§ REQUIREMENTS
Every line below should be repeated exactly.

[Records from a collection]
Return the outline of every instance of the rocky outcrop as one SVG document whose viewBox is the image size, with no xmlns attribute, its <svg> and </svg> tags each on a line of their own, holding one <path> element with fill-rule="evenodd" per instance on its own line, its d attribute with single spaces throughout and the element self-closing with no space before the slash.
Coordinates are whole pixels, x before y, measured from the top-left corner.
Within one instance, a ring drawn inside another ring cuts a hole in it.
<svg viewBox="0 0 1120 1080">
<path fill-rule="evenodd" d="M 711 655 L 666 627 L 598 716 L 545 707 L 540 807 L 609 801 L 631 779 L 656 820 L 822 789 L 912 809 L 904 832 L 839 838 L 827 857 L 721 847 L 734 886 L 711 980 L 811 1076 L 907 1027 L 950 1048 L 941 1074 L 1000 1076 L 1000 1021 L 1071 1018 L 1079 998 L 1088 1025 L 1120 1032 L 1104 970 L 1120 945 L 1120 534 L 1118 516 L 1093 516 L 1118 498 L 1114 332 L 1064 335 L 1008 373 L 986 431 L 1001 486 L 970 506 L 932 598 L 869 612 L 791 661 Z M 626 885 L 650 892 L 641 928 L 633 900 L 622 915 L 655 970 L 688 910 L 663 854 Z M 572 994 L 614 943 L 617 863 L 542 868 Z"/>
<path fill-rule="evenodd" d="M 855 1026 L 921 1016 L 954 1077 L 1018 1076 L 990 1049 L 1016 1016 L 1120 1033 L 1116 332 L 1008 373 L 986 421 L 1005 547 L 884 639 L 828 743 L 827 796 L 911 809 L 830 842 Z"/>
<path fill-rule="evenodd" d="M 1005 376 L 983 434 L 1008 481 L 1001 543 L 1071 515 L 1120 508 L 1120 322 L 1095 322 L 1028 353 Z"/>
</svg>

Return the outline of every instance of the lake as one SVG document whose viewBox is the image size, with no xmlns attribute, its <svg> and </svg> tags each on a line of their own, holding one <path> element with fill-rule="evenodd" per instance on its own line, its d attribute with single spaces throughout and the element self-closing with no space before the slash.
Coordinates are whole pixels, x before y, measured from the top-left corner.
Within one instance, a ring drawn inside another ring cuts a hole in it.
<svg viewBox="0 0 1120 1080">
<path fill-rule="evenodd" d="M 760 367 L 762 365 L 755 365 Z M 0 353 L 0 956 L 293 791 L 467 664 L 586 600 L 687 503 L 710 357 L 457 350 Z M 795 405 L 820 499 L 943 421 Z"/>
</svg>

§ EXPECTED ANSWER
Return the outline of every instance of the rocky outcrop as one SVG document whose viewBox is the image size, with no xmlns attribute, its <svg> and </svg> tags each on a line of their own, holding one <path> element with fill-rule="evenodd" per instance on its own line, its d attribute with single spaces throughout and the element self-closing with no space before the slash.
Coordinates are whole pixels, x before y, measured from the top-left corner.
Within one instance, a ring drawn inside another ring cuts a hole in it.
<svg viewBox="0 0 1120 1080">
<path fill-rule="evenodd" d="M 711 655 L 666 627 L 598 716 L 545 707 L 540 807 L 609 801 L 631 779 L 656 820 L 822 789 L 912 809 L 904 832 L 839 838 L 827 857 L 721 847 L 734 886 L 711 980 L 811 1076 L 907 1027 L 950 1048 L 941 1074 L 1000 1076 L 1000 1021 L 1071 1018 L 1079 998 L 1088 1025 L 1120 1032 L 1104 970 L 1120 945 L 1120 534 L 1118 516 L 1093 516 L 1118 498 L 1114 332 L 1064 335 L 1008 373 L 986 431 L 1001 486 L 970 506 L 932 598 L 869 612 L 791 661 Z M 626 885 L 650 892 L 641 928 L 633 900 L 622 915 L 655 970 L 688 910 L 663 854 Z M 572 994 L 614 943 L 617 863 L 542 868 Z"/>
<path fill-rule="evenodd" d="M 855 1026 L 921 1016 L 954 1077 L 1018 1076 L 990 1049 L 1016 1016 L 1120 1033 L 1116 332 L 1008 373 L 986 421 L 1005 547 L 884 639 L 828 743 L 827 796 L 911 809 L 830 842 Z"/>
<path fill-rule="evenodd" d="M 1005 376 L 983 434 L 1008 481 L 1001 543 L 1071 515 L 1120 508 L 1120 322 L 1095 322 L 1028 353 Z"/>
</svg>

Return the outline of every instance of the lake as one SVG document whose viewBox is the image size, with no xmlns attribute, its <svg> and </svg> tags each on a line of their own, holding one <path> element with fill-rule="evenodd" per instance on its own line, its d attribute with single spaces throughout and the element self-closing with no space before the slash.
Coordinates are whole pixels, x before y, measured from the top-left corner.
Within one instance, a ring drawn inside another ring cuts a hole in it.
<svg viewBox="0 0 1120 1080">
<path fill-rule="evenodd" d="M 760 367 L 762 365 L 755 365 Z M 0 353 L 0 956 L 293 791 L 467 664 L 586 600 L 687 503 L 710 357 L 457 350 Z M 795 405 L 820 499 L 943 421 Z"/>
</svg>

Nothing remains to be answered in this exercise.